Extract to read
━━━━━━━━━━━━━━━━━━━━

14. During cross examination he testified that the reason provided for postponing the hearing was covid related and the reason provided in a letter extending his precautionary suspension was to the effect that the investigation was still underway.

15. The respondent‘s representative submitted that he was not calling any witness and he closed his case. He will only submit written closing arguments.
16. The parties duly submitted their closing arguments and had regard to their closing arguments. I will however, make reference thereto where I deem necessary.
17. Everyone has a right to fair labour practice. This principle is enshrined in Section 23 of the Constitution of the Republic of South Africa, 1996, and entrenched in the Act.

18. When an employee alleges that an unfair labour practice has been committed by an employer, the initial onus of proof is on the employee to show that the employer had committed an act of unfair labour practice.

19. The applicant contends that his precautionary suspension was unfair because his period of suspension was beyond the prescribed period of 3 months, effected by an Administrator who lacked the authority to do so and was extended for invalid reason.

20. Clause 6 (1) Schedule 2 , Disciplinary Code and Procedures for Educators, of Employment of Educators Act 76 of 1998 provides as follows under suspensions;

“(1).In case of serious misconduct in terms of section 17, the employer
may suspend the educator on full pay for a maximum period of three
(3). (a)…
(b). The presiding officer may decide on any further
postponement. Such a postponement must not exceed 90 days
from the date of suspension”.

21. Clause 6 schedule 2 does not necessarily state explicitly that suspension should not be more be three months. What it does state is that the maximum period of suspension is three months and if not, to have the suspension extended by a presiding officer of a disciplinary hearing, presumably on good reason.

22. It was common cause that on 18 March 2020 the applicant was formally charged and the case was scheduled for 26 March 2020.According to the applicant he was telephonically called by the prosecutor, Adv. Stengana that the matter is postponed until further notice as a result of covid 19.

23. It appears from the evidence of the applicant that the hearing could have commenced on 26 March 2021 had it not been the national lockdown. The lockdown had two components, namely the restrictions of people‘s movement and the shuttering of operations of non-essential sectors such as the respondent.

━━━━━━━━━━━━━━━━━━━━

(Data excerpts)
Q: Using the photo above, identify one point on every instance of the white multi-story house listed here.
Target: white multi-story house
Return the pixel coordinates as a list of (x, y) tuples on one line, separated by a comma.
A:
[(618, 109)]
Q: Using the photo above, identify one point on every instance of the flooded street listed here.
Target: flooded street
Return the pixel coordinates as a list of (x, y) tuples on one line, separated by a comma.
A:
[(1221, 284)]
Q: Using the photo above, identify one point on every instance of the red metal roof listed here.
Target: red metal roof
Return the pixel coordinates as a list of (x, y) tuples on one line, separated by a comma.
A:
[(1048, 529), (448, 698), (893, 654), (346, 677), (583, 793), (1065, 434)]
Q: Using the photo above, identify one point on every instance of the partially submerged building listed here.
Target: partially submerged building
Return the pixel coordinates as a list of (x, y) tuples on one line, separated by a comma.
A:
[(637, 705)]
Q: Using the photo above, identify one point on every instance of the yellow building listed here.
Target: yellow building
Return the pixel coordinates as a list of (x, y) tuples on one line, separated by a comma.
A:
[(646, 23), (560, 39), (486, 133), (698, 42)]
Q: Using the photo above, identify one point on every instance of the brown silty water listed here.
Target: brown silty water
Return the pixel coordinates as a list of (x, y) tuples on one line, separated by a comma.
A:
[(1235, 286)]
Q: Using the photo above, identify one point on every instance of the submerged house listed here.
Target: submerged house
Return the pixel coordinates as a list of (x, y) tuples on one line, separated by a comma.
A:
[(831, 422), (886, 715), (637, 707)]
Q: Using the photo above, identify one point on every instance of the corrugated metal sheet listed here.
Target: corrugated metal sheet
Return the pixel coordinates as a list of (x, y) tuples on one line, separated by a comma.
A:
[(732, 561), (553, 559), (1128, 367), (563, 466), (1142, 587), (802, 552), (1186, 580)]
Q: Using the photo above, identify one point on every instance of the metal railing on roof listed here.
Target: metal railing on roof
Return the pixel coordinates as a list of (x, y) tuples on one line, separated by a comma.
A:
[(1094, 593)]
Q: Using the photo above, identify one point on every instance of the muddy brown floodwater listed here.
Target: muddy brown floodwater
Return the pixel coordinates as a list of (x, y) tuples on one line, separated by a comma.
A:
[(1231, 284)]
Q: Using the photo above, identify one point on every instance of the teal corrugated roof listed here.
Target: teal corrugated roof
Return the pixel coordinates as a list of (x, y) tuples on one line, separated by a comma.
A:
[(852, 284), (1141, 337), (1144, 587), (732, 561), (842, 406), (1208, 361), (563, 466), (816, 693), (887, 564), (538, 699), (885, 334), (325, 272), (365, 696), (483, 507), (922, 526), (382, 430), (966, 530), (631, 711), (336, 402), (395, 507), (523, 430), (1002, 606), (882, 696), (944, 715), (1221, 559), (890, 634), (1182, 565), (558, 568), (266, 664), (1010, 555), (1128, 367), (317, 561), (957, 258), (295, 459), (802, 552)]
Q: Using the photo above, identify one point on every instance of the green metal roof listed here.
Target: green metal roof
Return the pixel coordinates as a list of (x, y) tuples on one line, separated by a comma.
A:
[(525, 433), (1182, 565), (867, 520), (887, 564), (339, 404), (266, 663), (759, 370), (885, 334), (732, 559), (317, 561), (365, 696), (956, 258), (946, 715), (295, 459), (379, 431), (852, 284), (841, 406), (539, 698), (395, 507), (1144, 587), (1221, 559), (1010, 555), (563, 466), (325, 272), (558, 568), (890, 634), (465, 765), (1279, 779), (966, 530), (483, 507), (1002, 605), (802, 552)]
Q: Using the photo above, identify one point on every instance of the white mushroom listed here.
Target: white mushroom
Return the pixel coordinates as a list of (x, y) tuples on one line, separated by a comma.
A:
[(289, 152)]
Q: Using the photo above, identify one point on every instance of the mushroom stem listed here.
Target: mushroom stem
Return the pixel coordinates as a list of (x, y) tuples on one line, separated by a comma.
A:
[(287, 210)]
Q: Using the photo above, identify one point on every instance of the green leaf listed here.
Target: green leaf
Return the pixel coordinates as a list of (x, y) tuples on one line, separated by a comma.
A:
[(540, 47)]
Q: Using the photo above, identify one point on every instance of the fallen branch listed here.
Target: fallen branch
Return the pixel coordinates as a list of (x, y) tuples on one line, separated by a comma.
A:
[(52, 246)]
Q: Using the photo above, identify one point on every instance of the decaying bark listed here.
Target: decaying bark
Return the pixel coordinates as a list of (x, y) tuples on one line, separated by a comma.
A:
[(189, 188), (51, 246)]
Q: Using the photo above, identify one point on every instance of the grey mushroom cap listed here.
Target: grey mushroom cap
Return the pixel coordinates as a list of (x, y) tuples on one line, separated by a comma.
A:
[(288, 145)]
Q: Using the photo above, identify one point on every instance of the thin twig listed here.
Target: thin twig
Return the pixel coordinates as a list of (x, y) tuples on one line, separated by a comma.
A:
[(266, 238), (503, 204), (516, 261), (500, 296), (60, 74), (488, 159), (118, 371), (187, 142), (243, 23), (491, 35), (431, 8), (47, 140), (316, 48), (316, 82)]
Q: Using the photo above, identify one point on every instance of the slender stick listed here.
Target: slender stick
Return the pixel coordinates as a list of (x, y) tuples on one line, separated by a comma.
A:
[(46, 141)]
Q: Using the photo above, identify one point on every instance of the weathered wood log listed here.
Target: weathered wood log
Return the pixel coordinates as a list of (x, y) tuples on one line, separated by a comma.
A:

━━━━━━━━━━━━━━━━━━━━

Exercises
(a) Answer these questions about the arbitration extract:
(i) According to the applicant, who telephoned him to say the matter was postponed?
(ii) Which section of the Constitution enshrines the right to fair labour practice?
(iii) On what date was the applicant formally charged?
(b) Print the portion of the arbitration extract starting with "15. The respondent‘s" and going on through "in the Act.".
Rely on the arbitration extract alone when responding.

Solutions to the exercise
(a)
(i) The prosecutor, Adv. Stengana.
(ii) Section 23 of the Constitution of the Republic of South Africa, 1996.
(iii) 18 March 2020.

(b)
15. The respondent‘s representative submitted that he was not calling any witness and he closed his case. He will only submit written closing arguments.
16. The parties duly submitted their closing arguments and had regard to their closing arguments. I will however, make reference thereto where I deem necessary.
17. Everyone has a right to fair labour practice. This principle is enshrined in Section 23 of the Constitution of the Republic of South Africa, 1996, and entrenched in the Act.